* Ejercicio planteado a
En el texto sobre el matriarcado, ¿qué tríada de diosas se menciona para la Grecia primitiva?

* Fragmento del texto
..........
Está
demostrada con amplitud la
primacía de la mujer en las
etapas iniciales de la
sociedad. El matriarcado fue
la expresión de la
organización social en torno
al papel primordial de la
mujer en la actividad
económica y social, así como
del reconocimiento de su
condición de fuente de vida.
Eran tiempos en los que no
se conocía la relación
causal entre coito y
fecundación. Se atribuía
esta última a la acción de
los vientos o de los ríos,
desconociéndose la cuota del
hombre en la procreación. El
concepto de paternidad
simplemente no existía. La
descendencia se reconocía
por la vía matrilineal.
La creación de las cosas y
el régimen sobre la
naturaleza y la sociedad se
explicaban a partir de la
acción de deidades
femeninas. Los mitos más
remotos recogen esta visión
del mundo, y los registros
antropológicos más antiguos
abundan en referencias a “la
Diosa” y a la fertilidad
como atributo femenino. La
Luna (aunque un Sol femenino
también es registrado en
varios lugares) era el
símbolo de esa fertilidad; y
sus tres fases -nueva, llena
y vieja- representaban las
tres edades de la matriarca
-doncella, ninfa y vieja- en
consonancia también con los
cambios de estación. Es
probable que éste sea el
origen de las tríadas de
Diosas en el pensamiento
religioso primitivo, tríadas
que en realidad revelarían
las tres caras de la misma
diosa.
La "trinidad" (santísima o
no, femenina o masculina)
tiene, pues, antecedentes
muy remotos y se encuentra
en la mayoría de las
mitologías más conocidas. En
la Grecia primitiva, por
ejemplo, se puede observar
que la tríada fue:
Selene-Afrodita-Hécate;
mientras que en la época de
los poemas homéricos, cuando
ya existía el orden
patriarcal, encontramos
todavía una tríada femenina:
Atenea-Afrodita-Hera
(recuérdese el Juicio de
Paris) aunque subordinada a
una nueva trinidad reinante,
la masculina de
Hades-Poseidón-Zeus.
Según uno de los mitos
griegos, un personaje
femenino llamado Eurínome,
“la Diosa de Todas las
Cosas” surgida del Caos, es
la que dio inicio a la
creación.
..........
* Ejercicio planteado b
Muestra cada línea de los registros que contenga la cadena "water", distinguiendo entre mayúsculas y minúsculas.

Anotaciones de recuadros para fotos:
..........
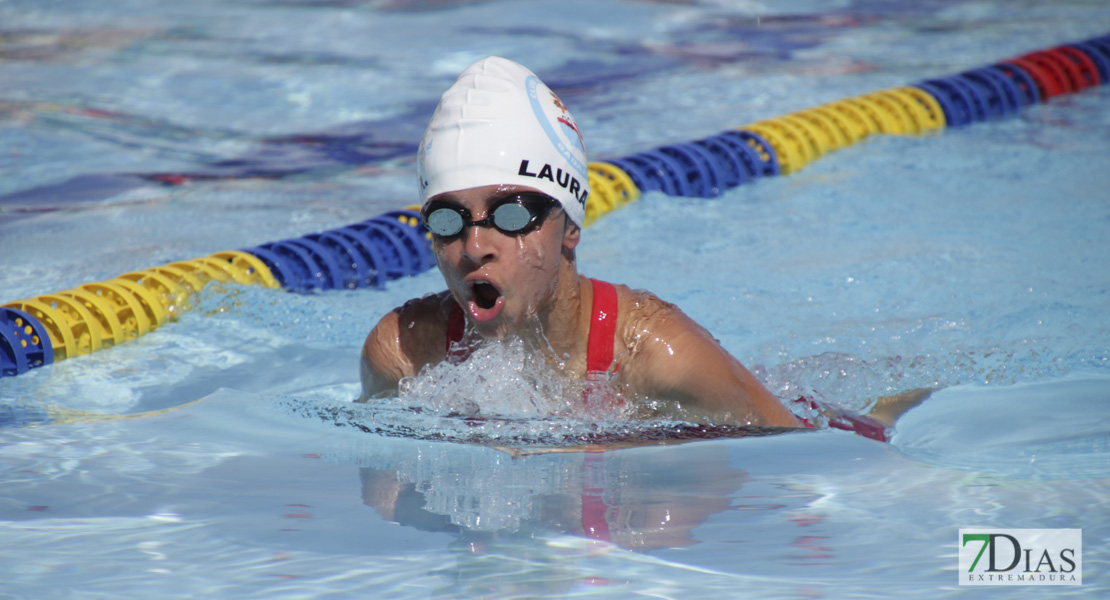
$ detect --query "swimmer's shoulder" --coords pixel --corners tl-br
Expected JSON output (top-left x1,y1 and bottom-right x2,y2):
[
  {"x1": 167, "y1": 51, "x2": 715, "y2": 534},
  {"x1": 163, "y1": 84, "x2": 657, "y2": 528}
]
[
  {"x1": 363, "y1": 291, "x2": 454, "y2": 379},
  {"x1": 614, "y1": 284, "x2": 685, "y2": 338}
]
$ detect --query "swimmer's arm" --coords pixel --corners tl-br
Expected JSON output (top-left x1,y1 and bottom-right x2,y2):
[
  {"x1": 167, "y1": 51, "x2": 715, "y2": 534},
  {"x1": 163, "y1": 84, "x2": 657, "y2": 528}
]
[
  {"x1": 359, "y1": 292, "x2": 454, "y2": 403},
  {"x1": 357, "y1": 311, "x2": 411, "y2": 403},
  {"x1": 629, "y1": 308, "x2": 801, "y2": 427}
]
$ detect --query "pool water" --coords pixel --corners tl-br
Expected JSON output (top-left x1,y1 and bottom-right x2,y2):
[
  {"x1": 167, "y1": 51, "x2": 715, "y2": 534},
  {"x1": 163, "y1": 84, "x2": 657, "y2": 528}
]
[{"x1": 0, "y1": 0, "x2": 1110, "y2": 599}]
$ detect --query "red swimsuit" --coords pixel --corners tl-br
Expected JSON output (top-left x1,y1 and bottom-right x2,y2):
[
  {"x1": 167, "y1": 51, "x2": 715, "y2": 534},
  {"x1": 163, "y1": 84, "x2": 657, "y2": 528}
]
[{"x1": 447, "y1": 279, "x2": 624, "y2": 409}]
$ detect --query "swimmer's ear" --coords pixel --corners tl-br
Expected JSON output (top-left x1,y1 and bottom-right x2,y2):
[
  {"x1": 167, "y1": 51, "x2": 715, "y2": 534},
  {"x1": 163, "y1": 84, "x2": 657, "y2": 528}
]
[{"x1": 563, "y1": 217, "x2": 582, "y2": 250}]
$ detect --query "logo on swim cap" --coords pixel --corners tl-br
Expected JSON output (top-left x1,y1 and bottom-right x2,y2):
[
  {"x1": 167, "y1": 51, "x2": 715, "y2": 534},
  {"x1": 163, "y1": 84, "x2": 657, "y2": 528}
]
[{"x1": 525, "y1": 75, "x2": 587, "y2": 177}]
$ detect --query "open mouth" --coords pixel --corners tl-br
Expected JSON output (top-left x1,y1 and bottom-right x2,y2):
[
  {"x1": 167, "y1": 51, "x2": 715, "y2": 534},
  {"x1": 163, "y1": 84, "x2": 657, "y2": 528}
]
[{"x1": 471, "y1": 282, "x2": 501, "y2": 311}]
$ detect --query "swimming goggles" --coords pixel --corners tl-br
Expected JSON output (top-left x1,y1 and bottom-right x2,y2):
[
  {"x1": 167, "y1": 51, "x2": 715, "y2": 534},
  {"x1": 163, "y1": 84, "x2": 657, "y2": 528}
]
[{"x1": 421, "y1": 192, "x2": 558, "y2": 237}]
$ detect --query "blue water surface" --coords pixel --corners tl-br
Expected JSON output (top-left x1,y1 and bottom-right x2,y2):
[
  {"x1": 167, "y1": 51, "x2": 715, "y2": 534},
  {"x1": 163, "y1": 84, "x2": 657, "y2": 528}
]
[{"x1": 0, "y1": 0, "x2": 1110, "y2": 599}]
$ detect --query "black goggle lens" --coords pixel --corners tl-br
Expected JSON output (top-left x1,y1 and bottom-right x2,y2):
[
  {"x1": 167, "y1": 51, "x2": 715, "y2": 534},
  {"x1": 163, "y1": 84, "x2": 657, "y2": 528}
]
[{"x1": 424, "y1": 194, "x2": 557, "y2": 237}]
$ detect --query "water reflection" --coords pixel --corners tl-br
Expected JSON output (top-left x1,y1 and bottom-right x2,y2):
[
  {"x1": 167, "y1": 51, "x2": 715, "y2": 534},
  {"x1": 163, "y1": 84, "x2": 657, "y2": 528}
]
[{"x1": 360, "y1": 443, "x2": 748, "y2": 597}]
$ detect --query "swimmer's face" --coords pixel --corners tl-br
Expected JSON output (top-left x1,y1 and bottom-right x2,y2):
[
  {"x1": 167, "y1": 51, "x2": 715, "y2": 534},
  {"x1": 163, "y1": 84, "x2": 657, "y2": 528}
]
[{"x1": 431, "y1": 185, "x2": 579, "y2": 338}]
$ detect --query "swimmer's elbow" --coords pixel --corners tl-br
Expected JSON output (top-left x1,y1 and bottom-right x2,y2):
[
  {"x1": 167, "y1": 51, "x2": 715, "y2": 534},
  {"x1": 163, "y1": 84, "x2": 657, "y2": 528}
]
[{"x1": 355, "y1": 352, "x2": 398, "y2": 403}]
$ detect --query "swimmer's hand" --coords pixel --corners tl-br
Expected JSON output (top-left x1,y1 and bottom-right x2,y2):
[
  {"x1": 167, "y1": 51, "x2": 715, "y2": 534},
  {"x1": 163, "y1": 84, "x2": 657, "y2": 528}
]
[{"x1": 867, "y1": 387, "x2": 935, "y2": 427}]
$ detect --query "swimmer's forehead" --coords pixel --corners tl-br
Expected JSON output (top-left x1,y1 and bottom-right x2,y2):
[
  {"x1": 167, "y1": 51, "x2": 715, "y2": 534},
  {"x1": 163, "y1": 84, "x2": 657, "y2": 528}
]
[{"x1": 427, "y1": 184, "x2": 555, "y2": 209}]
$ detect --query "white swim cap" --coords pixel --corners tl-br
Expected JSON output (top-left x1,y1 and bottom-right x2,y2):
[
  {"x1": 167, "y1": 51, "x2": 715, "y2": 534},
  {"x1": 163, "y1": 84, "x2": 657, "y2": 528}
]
[{"x1": 416, "y1": 57, "x2": 589, "y2": 227}]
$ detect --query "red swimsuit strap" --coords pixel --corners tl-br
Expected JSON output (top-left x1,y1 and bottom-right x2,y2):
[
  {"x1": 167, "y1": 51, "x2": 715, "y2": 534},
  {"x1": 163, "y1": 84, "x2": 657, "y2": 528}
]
[
  {"x1": 447, "y1": 279, "x2": 617, "y2": 373},
  {"x1": 586, "y1": 279, "x2": 617, "y2": 373}
]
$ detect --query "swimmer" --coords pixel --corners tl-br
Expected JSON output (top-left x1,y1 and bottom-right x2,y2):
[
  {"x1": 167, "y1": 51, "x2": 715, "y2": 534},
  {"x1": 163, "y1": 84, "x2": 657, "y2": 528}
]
[{"x1": 360, "y1": 57, "x2": 923, "y2": 428}]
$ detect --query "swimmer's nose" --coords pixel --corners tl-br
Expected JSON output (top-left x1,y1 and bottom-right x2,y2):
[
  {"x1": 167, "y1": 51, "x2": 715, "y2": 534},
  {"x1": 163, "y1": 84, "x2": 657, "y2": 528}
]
[{"x1": 463, "y1": 225, "x2": 501, "y2": 265}]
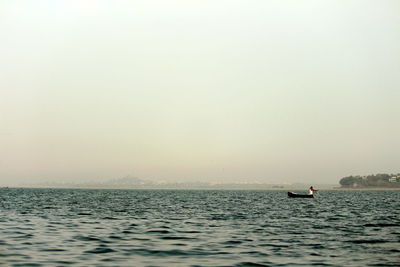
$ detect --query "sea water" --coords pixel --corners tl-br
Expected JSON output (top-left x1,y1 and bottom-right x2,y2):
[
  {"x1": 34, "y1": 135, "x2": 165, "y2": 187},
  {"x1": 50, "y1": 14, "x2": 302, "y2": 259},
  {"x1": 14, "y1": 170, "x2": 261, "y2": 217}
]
[{"x1": 0, "y1": 188, "x2": 400, "y2": 266}]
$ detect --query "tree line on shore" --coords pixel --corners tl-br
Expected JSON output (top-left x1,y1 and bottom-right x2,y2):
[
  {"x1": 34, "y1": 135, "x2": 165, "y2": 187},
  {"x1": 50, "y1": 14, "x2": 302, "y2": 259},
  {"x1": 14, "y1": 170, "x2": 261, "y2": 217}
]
[{"x1": 339, "y1": 173, "x2": 400, "y2": 188}]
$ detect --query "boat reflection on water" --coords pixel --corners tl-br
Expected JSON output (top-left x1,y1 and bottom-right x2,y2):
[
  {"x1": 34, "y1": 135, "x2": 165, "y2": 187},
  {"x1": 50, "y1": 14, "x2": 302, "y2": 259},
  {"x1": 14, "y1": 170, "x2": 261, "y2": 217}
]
[{"x1": 288, "y1": 192, "x2": 314, "y2": 198}]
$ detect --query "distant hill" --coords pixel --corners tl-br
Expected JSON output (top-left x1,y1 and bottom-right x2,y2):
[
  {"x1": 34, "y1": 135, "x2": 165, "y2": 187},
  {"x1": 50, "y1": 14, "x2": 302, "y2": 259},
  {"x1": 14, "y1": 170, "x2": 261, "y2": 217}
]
[{"x1": 339, "y1": 173, "x2": 400, "y2": 188}]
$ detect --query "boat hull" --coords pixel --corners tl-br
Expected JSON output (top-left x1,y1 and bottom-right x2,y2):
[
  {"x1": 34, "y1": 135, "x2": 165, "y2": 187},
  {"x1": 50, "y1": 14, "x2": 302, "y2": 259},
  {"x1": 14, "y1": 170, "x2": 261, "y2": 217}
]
[{"x1": 288, "y1": 192, "x2": 314, "y2": 198}]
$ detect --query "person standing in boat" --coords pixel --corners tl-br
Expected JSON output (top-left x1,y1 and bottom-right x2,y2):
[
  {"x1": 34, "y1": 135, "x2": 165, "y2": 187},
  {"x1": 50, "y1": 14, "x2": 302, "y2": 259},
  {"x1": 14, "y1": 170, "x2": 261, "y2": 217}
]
[{"x1": 308, "y1": 186, "x2": 318, "y2": 195}]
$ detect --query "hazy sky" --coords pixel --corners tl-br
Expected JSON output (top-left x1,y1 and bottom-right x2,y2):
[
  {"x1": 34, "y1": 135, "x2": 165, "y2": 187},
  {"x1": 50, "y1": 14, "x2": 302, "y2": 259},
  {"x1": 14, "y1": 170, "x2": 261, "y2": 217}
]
[{"x1": 0, "y1": 0, "x2": 400, "y2": 184}]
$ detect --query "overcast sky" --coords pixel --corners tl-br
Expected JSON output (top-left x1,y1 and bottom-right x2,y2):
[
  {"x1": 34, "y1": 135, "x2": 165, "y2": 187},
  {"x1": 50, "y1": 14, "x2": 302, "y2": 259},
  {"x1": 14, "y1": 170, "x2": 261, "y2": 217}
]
[{"x1": 0, "y1": 0, "x2": 400, "y2": 184}]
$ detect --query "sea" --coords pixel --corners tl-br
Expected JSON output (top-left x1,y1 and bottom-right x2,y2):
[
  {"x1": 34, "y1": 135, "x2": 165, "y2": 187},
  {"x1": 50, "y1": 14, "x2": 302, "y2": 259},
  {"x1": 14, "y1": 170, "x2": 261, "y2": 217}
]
[{"x1": 0, "y1": 188, "x2": 400, "y2": 267}]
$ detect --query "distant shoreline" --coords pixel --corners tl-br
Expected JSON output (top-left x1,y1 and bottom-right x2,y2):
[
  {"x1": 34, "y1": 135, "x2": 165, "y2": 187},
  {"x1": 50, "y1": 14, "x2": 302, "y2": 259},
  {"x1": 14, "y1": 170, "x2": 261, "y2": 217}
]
[{"x1": 0, "y1": 186, "x2": 400, "y2": 191}]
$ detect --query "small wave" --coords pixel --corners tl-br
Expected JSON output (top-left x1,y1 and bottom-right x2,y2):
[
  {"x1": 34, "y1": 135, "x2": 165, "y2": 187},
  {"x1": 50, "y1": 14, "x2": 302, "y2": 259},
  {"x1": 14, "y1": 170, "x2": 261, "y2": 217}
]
[
  {"x1": 74, "y1": 235, "x2": 102, "y2": 241},
  {"x1": 347, "y1": 239, "x2": 387, "y2": 244},
  {"x1": 235, "y1": 262, "x2": 269, "y2": 267},
  {"x1": 364, "y1": 223, "x2": 400, "y2": 227},
  {"x1": 146, "y1": 230, "x2": 171, "y2": 234},
  {"x1": 160, "y1": 236, "x2": 197, "y2": 240},
  {"x1": 85, "y1": 247, "x2": 115, "y2": 254}
]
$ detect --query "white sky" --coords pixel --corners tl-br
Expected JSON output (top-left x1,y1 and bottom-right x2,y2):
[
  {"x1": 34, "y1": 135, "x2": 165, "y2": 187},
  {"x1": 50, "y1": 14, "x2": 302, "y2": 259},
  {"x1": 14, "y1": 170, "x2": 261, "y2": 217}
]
[{"x1": 0, "y1": 0, "x2": 400, "y2": 184}]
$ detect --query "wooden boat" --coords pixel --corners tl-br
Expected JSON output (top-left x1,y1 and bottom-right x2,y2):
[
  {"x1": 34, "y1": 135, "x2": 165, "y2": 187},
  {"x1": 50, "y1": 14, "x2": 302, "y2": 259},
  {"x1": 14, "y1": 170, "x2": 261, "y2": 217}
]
[{"x1": 288, "y1": 192, "x2": 314, "y2": 198}]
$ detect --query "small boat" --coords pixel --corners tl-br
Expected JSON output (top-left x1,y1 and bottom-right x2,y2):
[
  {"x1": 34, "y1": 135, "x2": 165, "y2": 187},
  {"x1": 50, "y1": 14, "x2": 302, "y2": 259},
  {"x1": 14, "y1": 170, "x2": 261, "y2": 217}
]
[{"x1": 288, "y1": 192, "x2": 314, "y2": 198}]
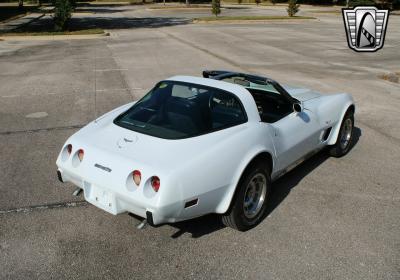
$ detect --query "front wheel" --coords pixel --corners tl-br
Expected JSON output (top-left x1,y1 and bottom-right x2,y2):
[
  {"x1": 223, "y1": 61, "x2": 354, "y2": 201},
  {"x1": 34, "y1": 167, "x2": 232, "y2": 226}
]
[
  {"x1": 329, "y1": 111, "x2": 354, "y2": 157},
  {"x1": 222, "y1": 162, "x2": 271, "y2": 231}
]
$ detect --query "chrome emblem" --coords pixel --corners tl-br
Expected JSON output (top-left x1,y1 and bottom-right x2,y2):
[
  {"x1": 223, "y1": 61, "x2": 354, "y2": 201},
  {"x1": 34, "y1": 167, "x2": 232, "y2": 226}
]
[
  {"x1": 94, "y1": 163, "x2": 111, "y2": 172},
  {"x1": 342, "y1": 6, "x2": 389, "y2": 52}
]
..........
* Resultado obtenido a
Selene-Afrodita-Hécate.

* Resultado obtenido b
$ detect --query "pool water" --coords pixel --corners tl-br
$ detect --query "blue water surface" --coords pixel --corners tl-br
$ detect --query "water reflection" --coords pixel --corners tl-br
$ detect --query "sea water" --coords pixel --corners tl-br
$ detect --query "boat reflection on water" --coords pixel --corners tl-br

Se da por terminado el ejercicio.